*Exercise goal*
Write out again, please, the records below from the first line to the line holding "Each instance of the blurred green", inclusive, and nothing else.

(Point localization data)
=-=-=
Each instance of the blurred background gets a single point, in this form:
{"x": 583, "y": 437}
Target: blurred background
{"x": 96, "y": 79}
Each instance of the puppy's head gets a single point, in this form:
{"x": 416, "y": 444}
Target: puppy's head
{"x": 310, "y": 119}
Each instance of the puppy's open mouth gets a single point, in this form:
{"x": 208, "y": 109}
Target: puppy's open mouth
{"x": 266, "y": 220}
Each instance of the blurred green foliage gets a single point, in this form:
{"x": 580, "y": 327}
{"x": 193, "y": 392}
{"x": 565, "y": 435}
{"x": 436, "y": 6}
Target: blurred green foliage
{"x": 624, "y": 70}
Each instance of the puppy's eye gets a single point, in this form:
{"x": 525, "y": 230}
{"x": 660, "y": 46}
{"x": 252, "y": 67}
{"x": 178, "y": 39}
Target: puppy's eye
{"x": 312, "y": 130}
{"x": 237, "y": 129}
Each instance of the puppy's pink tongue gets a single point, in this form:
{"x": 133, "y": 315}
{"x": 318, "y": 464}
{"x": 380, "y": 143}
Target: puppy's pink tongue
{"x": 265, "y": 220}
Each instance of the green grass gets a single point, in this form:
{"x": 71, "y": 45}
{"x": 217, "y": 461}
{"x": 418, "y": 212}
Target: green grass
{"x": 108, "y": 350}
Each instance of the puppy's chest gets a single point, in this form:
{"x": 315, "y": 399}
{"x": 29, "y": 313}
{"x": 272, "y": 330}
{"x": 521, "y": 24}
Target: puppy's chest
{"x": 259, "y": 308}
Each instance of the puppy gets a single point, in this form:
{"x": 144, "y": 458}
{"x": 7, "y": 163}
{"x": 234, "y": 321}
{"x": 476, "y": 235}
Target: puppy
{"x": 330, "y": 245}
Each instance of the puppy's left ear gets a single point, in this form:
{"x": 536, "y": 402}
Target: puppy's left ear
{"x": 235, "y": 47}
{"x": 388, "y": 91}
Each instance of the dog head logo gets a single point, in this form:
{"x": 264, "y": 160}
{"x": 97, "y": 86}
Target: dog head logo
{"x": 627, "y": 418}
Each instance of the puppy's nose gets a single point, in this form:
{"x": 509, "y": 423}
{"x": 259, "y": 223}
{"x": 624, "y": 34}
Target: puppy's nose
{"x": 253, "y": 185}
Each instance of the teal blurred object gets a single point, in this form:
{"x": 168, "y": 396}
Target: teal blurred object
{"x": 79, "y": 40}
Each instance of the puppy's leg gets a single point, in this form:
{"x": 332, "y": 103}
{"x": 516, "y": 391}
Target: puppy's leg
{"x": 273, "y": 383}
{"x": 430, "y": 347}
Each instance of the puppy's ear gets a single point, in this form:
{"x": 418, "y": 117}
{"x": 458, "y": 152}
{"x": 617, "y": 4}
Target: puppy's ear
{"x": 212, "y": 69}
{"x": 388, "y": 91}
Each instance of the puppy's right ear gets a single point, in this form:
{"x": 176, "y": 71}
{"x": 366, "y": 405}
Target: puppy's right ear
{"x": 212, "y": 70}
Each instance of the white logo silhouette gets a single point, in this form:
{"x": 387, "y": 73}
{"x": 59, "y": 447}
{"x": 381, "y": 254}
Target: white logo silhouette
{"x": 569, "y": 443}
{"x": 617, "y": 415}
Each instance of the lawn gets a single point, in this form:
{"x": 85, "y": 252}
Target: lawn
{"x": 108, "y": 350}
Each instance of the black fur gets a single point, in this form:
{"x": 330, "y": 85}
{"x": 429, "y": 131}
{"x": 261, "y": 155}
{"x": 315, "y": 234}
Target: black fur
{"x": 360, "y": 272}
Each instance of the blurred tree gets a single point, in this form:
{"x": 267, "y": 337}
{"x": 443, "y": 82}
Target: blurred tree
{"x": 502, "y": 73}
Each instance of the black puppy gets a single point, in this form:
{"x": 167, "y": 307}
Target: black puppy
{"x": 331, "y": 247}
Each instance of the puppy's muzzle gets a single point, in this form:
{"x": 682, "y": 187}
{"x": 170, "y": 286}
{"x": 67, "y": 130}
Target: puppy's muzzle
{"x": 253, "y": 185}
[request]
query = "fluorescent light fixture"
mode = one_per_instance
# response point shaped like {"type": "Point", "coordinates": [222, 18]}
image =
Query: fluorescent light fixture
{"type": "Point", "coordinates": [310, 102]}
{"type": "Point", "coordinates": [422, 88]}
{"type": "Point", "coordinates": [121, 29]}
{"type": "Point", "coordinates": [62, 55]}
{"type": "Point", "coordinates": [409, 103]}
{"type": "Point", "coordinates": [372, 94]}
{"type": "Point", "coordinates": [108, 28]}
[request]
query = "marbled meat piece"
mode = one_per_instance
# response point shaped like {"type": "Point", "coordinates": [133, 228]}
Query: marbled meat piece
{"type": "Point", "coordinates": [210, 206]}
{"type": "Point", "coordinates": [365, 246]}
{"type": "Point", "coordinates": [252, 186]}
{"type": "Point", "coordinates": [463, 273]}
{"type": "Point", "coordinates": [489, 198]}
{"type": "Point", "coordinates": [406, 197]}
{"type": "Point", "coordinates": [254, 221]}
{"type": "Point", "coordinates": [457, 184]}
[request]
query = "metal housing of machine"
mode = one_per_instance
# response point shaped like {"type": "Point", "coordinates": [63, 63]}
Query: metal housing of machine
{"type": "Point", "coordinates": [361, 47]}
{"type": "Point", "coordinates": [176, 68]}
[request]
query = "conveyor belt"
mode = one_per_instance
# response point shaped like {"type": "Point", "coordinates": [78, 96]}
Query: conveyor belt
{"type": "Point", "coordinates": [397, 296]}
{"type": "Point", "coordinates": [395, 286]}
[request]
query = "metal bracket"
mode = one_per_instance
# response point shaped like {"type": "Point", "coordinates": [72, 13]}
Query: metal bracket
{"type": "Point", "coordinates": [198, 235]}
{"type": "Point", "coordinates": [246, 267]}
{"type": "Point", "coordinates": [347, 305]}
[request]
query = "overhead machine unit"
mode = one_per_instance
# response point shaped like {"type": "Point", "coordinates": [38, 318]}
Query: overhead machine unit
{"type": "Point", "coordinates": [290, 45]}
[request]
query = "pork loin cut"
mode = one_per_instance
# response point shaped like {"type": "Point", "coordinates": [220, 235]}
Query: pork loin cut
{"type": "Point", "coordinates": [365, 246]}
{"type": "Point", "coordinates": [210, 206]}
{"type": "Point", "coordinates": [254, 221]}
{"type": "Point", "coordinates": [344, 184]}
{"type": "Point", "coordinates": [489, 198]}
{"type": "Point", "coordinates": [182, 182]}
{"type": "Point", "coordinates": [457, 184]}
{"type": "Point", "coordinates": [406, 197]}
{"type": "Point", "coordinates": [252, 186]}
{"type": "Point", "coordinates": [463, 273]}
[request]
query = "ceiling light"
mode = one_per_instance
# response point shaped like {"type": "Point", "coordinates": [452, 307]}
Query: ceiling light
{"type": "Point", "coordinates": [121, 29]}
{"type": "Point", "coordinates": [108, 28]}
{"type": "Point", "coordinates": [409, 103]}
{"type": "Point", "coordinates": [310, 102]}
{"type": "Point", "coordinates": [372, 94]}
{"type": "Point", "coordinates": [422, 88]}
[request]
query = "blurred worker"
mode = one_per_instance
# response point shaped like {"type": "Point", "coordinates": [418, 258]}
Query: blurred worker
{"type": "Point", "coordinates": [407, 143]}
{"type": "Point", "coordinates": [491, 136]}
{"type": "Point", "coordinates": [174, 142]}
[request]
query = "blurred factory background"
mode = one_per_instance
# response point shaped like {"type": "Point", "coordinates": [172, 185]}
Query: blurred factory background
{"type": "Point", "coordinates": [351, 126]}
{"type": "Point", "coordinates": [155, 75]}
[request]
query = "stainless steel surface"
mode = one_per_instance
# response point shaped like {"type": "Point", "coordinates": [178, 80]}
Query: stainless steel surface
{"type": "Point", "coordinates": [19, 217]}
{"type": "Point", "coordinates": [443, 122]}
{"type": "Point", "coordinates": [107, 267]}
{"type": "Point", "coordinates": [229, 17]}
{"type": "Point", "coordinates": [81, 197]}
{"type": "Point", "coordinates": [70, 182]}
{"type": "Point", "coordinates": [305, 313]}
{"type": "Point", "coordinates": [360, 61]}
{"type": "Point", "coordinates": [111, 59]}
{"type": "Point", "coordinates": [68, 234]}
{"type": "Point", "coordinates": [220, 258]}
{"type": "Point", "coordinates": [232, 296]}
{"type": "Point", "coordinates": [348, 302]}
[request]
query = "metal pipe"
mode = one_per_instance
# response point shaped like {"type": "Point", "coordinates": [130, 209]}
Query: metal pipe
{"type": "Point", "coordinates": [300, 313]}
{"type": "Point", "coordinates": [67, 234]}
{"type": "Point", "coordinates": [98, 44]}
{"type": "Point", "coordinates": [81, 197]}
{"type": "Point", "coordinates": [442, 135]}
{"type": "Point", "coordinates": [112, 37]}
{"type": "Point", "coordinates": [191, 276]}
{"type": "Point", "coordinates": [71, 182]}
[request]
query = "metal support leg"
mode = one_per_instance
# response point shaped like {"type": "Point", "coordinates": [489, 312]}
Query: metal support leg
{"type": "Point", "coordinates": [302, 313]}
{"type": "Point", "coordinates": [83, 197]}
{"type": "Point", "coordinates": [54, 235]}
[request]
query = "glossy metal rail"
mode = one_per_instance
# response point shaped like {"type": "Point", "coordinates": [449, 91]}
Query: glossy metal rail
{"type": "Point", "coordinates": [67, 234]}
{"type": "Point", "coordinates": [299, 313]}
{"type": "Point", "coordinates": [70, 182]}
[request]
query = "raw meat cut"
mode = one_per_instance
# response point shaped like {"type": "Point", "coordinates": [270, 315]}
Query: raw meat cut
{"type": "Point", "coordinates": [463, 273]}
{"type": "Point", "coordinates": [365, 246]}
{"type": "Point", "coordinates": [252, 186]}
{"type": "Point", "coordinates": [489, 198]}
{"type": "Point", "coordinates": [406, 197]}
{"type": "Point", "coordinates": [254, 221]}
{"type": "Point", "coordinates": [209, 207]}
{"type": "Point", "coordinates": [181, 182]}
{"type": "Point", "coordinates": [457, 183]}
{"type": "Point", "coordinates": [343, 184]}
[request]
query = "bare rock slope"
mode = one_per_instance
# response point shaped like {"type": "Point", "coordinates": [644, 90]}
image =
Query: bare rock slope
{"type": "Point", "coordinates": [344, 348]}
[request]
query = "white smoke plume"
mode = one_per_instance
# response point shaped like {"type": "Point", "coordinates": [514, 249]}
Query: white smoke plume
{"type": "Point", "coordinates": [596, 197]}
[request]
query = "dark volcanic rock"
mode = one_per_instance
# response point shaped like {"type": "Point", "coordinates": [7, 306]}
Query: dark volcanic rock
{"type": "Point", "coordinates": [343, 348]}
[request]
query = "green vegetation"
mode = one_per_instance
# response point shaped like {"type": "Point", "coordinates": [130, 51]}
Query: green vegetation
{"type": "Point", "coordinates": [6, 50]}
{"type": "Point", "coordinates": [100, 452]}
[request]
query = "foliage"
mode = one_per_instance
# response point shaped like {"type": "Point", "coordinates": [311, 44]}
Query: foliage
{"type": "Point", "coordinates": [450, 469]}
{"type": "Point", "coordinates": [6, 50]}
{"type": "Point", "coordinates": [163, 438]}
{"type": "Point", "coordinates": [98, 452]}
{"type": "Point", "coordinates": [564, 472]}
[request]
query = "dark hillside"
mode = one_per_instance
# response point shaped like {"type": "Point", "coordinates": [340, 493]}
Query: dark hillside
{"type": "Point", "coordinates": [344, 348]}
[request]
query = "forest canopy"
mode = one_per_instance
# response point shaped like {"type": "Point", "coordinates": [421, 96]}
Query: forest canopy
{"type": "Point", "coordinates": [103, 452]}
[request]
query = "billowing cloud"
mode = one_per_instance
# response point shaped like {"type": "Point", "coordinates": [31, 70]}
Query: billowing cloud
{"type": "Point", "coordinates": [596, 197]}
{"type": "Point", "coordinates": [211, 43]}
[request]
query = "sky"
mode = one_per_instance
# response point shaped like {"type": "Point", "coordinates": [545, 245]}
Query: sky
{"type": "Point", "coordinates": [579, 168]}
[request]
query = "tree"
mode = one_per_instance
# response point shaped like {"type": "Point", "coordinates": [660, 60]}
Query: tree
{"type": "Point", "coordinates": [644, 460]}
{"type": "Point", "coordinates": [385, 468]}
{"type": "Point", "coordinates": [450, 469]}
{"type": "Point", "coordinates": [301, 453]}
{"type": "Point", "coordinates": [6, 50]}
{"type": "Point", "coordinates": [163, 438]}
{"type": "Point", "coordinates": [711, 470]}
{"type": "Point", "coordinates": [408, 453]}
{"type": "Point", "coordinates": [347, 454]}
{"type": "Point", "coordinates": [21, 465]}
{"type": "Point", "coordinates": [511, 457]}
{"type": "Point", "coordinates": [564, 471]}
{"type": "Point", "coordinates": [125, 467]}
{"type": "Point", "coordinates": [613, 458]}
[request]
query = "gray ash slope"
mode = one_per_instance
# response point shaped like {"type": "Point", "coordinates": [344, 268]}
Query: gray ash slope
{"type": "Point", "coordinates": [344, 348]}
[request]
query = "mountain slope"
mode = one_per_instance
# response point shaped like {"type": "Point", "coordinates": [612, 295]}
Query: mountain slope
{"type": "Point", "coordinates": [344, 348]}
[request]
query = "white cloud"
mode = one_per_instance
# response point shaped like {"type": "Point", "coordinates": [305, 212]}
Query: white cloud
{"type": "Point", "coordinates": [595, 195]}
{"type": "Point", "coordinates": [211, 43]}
=-=-=
*Written answer*
Each instance of the blurred background gets a single point, in this form:
{"x": 583, "y": 437}
Target: blurred background
{"x": 96, "y": 79}
Each instance of the puppy's head gets a single point, in this form:
{"x": 416, "y": 444}
Target: puppy's head
{"x": 310, "y": 119}
Each instance of the puppy's open mouth gets a single point, in this form:
{"x": 208, "y": 109}
Target: puppy's open mouth
{"x": 266, "y": 220}
Each instance of the blurred green foliage gets a single point, in this form:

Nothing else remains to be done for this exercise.